--- Begin TASK INPUT ---

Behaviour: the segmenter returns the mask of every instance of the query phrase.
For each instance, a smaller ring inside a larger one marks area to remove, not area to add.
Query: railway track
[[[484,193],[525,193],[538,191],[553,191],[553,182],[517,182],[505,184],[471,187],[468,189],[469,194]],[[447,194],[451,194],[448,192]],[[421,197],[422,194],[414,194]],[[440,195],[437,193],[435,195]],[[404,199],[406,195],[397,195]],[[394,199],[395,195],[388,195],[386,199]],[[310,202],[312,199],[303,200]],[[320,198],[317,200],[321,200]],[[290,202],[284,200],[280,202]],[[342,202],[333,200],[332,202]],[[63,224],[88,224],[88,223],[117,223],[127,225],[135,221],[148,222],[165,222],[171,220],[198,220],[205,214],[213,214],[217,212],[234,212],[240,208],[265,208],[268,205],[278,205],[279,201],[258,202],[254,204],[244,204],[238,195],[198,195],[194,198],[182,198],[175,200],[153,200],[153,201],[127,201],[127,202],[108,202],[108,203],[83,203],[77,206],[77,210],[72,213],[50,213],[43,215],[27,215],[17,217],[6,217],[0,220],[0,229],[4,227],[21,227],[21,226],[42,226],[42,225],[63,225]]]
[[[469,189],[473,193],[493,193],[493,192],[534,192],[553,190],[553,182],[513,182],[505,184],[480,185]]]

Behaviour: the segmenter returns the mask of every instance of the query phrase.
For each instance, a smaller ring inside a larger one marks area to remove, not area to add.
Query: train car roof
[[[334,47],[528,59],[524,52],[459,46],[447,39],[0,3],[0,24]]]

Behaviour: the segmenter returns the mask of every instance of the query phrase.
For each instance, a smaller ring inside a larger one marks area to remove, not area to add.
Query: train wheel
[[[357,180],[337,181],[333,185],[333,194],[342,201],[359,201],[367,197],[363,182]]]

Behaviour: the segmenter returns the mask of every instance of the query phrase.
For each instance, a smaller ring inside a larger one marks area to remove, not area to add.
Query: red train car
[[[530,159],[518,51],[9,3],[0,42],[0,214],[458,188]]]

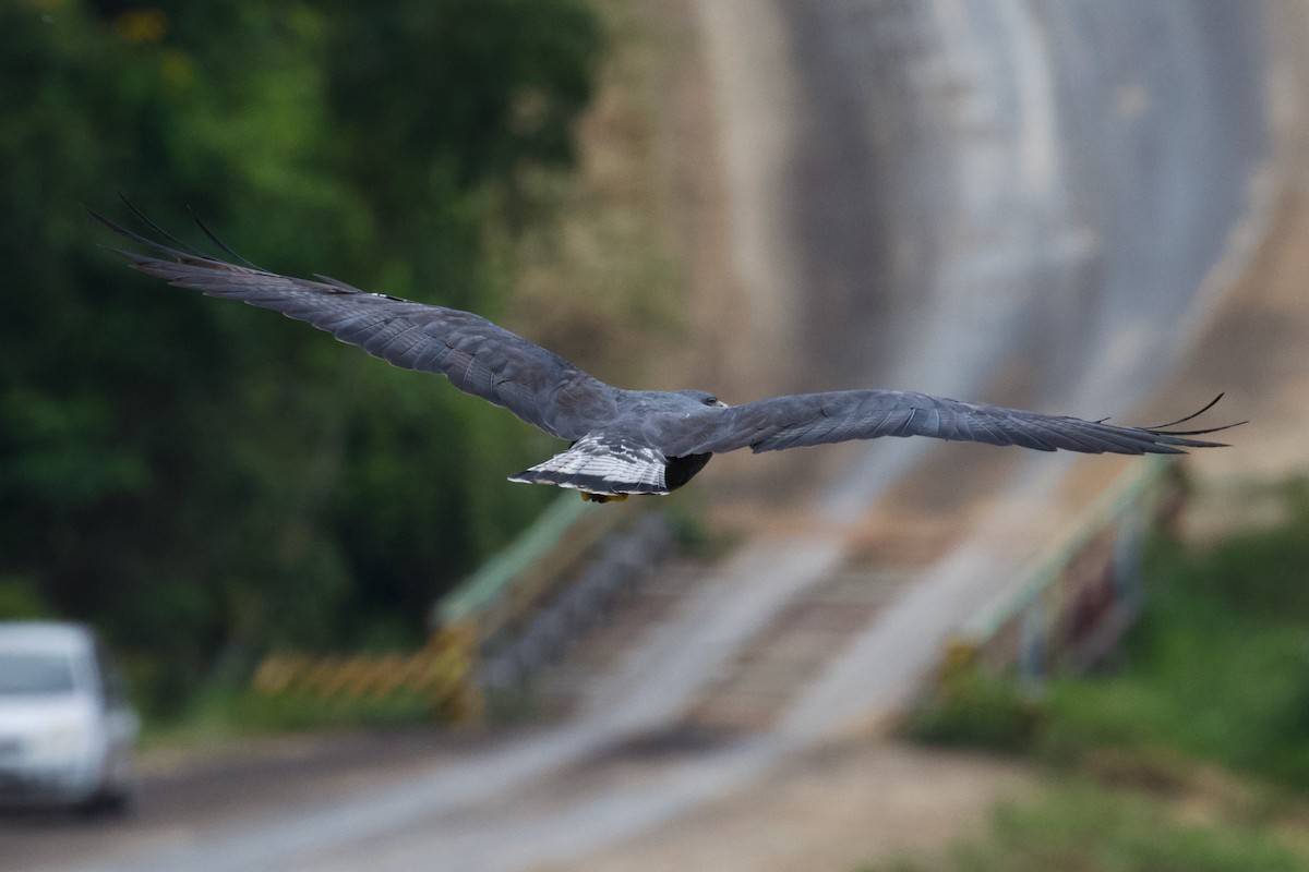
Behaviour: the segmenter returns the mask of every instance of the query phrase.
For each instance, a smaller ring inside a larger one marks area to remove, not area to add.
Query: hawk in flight
[[[1195,437],[1227,429],[1170,429],[1217,399],[1172,424],[1126,428],[910,391],[797,394],[736,407],[706,391],[624,391],[480,315],[367,293],[326,276],[318,281],[280,276],[236,255],[202,224],[211,241],[241,263],[211,258],[128,207],[153,233],[178,246],[148,239],[92,212],[151,252],[119,251],[135,268],[179,288],[308,322],[395,366],[445,375],[461,391],[568,441],[565,451],[509,481],[572,488],[594,502],[668,494],[690,481],[712,455],[737,448],[779,451],[923,435],[1038,451],[1181,454],[1217,447],[1221,443]]]

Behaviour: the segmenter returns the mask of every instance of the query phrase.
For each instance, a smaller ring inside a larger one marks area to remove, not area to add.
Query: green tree
[[[0,4],[0,577],[161,699],[270,645],[419,633],[539,509],[487,486],[525,428],[132,276],[77,204],[190,205],[279,272],[493,315],[486,231],[569,162],[600,50],[581,0]]]

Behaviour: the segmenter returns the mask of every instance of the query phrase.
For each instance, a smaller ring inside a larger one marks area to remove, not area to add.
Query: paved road
[[[1220,282],[1206,277],[1240,260],[1233,229],[1258,217],[1266,73],[1253,4],[700,0],[696,10],[734,265],[753,327],[776,348],[779,387],[1128,409],[1207,311]],[[940,494],[996,461],[941,461],[912,442],[833,456],[843,465],[810,532],[749,543],[632,646],[576,722],[190,825],[143,820],[51,847],[0,824],[0,858],[504,871],[737,790],[899,702],[939,638],[1028,553],[1007,532],[1067,469],[1045,455],[1007,459],[997,509],[814,676],[776,728],[634,741],[675,723],[772,616],[838,569],[851,524],[889,488]]]

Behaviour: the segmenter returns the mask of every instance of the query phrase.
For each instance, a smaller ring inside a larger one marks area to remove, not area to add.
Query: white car
[[[0,621],[0,803],[124,805],[139,729],[89,629]]]

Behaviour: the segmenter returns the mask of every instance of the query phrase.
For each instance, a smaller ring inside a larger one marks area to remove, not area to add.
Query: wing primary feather
[[[209,255],[204,254],[195,246],[183,242],[182,239],[177,238],[164,227],[151,221],[144,212],[136,208],[136,204],[134,204],[131,200],[127,199],[126,195],[123,195],[122,191],[118,192],[118,199],[122,200],[123,205],[126,205],[132,212],[132,214],[136,216],[136,220],[144,224],[147,227],[149,227],[152,233],[157,233],[158,235],[164,237],[173,244],[178,246],[179,250],[183,251],[185,254],[188,254],[194,258],[204,258],[206,260],[209,260]],[[158,243],[152,243],[149,239],[145,239],[144,237],[137,237],[134,234],[132,238],[136,239],[137,242],[144,242],[145,244],[151,244],[154,246],[156,248],[165,250],[161,246],[158,246]]]
[[[191,213],[191,220],[195,221],[195,226],[198,226],[204,233],[204,235],[207,235],[209,238],[209,242],[212,242],[219,248],[221,248],[223,251],[228,252],[229,255],[232,255],[233,258],[236,258],[237,260],[240,260],[245,265],[250,267],[251,269],[258,269],[259,272],[267,272],[263,267],[260,267],[259,264],[255,264],[255,263],[250,263],[249,260],[246,260],[245,258],[242,258],[241,255],[238,255],[236,251],[233,251],[232,247],[228,246],[228,243],[225,243],[221,239],[219,239],[217,234],[215,234],[212,230],[209,230],[204,225],[204,221],[200,221],[200,216],[195,212],[195,209],[192,209],[191,207],[186,207],[186,210]]]
[[[1190,421],[1192,418],[1200,417],[1202,414],[1204,414],[1206,412],[1208,412],[1210,409],[1212,409],[1215,405],[1217,405],[1219,400],[1221,400],[1225,394],[1227,394],[1227,391],[1224,391],[1223,394],[1219,394],[1216,397],[1213,397],[1212,400],[1210,400],[1208,404],[1206,404],[1203,409],[1200,409],[1199,412],[1191,412],[1185,418],[1178,418],[1177,421],[1169,421],[1168,424],[1153,424],[1153,425],[1151,425],[1148,428],[1143,428],[1143,429],[1145,429],[1145,430],[1162,430],[1165,428],[1175,428],[1178,424],[1186,424],[1187,421]],[[1236,425],[1229,425],[1229,426],[1236,426]]]

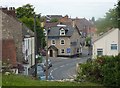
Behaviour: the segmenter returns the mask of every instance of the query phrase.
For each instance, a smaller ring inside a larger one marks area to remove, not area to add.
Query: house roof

--- End TASK INPUT ---

### EXERCISE
Format the lines from the start of the material through the line containing "Query: railway track" as a numbered list, omitting any blank lines.

### THE COMPLETED TASK
1. Behaviour: the segmenter returns the mask of every instance of the query phrase.
2. For each instance, a smaller ring inside a larger one marks area to remove, not area to add.
3. Query: railway track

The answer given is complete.